§ Exercise description: Copy the lines below verbatim, starting at the first line and ending with the line that contains "280], [487, 290]]]", including that line.

§ Input material:
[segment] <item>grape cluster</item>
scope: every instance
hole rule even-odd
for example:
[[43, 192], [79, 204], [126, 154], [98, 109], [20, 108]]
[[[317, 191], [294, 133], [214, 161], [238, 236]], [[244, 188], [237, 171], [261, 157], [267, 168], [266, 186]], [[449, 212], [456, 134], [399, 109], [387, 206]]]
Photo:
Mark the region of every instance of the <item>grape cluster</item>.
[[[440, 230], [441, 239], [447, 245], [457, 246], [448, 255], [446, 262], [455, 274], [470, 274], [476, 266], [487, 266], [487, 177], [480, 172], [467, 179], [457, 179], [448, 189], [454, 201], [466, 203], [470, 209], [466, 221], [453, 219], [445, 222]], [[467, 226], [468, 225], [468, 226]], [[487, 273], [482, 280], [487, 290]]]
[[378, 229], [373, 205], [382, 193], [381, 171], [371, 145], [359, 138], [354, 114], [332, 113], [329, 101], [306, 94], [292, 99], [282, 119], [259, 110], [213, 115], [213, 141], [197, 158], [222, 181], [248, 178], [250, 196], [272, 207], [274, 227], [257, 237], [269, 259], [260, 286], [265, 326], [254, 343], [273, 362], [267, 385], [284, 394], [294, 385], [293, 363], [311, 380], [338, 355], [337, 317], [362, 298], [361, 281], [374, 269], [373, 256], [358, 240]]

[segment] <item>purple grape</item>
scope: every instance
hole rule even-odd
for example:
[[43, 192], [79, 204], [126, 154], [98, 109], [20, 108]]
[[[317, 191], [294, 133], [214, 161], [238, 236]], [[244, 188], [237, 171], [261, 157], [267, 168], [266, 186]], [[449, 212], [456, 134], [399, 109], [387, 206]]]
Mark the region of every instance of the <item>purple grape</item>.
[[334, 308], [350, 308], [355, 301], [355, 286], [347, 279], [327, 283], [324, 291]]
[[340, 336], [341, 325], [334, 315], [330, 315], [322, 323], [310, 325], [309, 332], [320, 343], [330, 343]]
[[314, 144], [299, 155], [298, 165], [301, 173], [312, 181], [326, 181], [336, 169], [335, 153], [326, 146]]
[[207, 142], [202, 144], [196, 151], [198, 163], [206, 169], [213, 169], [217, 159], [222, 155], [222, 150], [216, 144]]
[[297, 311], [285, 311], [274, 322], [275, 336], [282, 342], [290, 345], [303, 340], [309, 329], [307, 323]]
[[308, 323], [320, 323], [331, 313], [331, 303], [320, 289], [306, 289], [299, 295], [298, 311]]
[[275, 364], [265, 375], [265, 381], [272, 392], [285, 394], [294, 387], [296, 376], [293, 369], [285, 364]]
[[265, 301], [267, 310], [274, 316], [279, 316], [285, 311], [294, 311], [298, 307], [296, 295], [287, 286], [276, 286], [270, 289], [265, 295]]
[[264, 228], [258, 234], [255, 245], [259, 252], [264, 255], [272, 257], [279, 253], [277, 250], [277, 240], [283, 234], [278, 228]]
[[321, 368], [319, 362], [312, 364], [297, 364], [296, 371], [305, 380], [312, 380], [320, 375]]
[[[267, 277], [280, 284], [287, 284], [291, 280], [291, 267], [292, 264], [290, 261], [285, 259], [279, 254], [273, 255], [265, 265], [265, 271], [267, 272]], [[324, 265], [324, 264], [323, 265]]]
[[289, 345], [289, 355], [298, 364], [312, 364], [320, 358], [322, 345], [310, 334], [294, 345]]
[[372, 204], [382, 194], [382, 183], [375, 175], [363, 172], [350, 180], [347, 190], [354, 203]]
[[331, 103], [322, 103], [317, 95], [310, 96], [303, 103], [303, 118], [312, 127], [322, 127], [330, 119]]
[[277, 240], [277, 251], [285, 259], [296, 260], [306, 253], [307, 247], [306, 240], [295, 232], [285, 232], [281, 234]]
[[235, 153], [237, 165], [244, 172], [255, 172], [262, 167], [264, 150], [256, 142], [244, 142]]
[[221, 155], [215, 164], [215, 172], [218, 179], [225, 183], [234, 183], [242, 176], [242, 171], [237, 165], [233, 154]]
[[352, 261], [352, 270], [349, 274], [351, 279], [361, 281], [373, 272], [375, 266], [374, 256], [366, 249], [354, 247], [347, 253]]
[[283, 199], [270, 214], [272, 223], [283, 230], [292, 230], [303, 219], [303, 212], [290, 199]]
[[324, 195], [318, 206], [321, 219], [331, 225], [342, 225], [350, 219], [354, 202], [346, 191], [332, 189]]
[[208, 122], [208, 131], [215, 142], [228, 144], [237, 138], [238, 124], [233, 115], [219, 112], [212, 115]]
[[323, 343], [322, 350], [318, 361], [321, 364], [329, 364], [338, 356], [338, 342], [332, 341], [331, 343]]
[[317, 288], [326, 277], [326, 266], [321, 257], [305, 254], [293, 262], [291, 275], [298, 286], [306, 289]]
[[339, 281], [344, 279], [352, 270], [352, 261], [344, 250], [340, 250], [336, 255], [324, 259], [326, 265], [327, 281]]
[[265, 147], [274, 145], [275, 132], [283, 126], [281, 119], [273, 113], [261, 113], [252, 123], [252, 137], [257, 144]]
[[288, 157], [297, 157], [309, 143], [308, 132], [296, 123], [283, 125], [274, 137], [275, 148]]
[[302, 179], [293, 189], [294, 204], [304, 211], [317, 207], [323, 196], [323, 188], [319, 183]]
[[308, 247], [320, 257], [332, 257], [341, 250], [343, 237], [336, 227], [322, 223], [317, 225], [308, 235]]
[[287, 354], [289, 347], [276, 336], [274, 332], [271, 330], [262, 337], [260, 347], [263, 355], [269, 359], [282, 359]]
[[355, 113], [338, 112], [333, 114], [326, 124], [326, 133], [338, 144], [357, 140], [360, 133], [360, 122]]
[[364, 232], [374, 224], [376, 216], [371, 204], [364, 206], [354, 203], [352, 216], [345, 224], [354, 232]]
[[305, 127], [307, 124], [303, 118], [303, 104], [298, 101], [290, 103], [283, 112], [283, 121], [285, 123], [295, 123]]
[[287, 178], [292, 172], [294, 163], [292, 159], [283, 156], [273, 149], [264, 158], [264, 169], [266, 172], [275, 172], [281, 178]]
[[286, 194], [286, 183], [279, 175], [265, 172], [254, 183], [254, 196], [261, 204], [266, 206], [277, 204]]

§ Result for this task:
[segment] <item>grape cluster</item>
scope: every instance
hole rule even-odd
for example:
[[43, 192], [79, 204], [126, 154], [98, 109], [20, 108]]
[[[317, 191], [294, 133], [214, 161], [238, 236]], [[244, 188], [237, 171], [261, 157], [267, 168], [266, 186]], [[449, 212], [456, 134], [399, 109], [387, 206]]]
Photo:
Mark the region of every instance of the <item>grape cluster</item>.
[[[440, 230], [441, 239], [447, 245], [457, 246], [448, 255], [446, 262], [455, 274], [470, 274], [476, 266], [487, 266], [487, 177], [480, 172], [467, 179], [457, 179], [448, 189], [454, 201], [466, 203], [470, 209], [466, 221], [453, 219], [445, 222]], [[467, 226], [468, 225], [468, 226]], [[487, 273], [482, 280], [487, 290]]]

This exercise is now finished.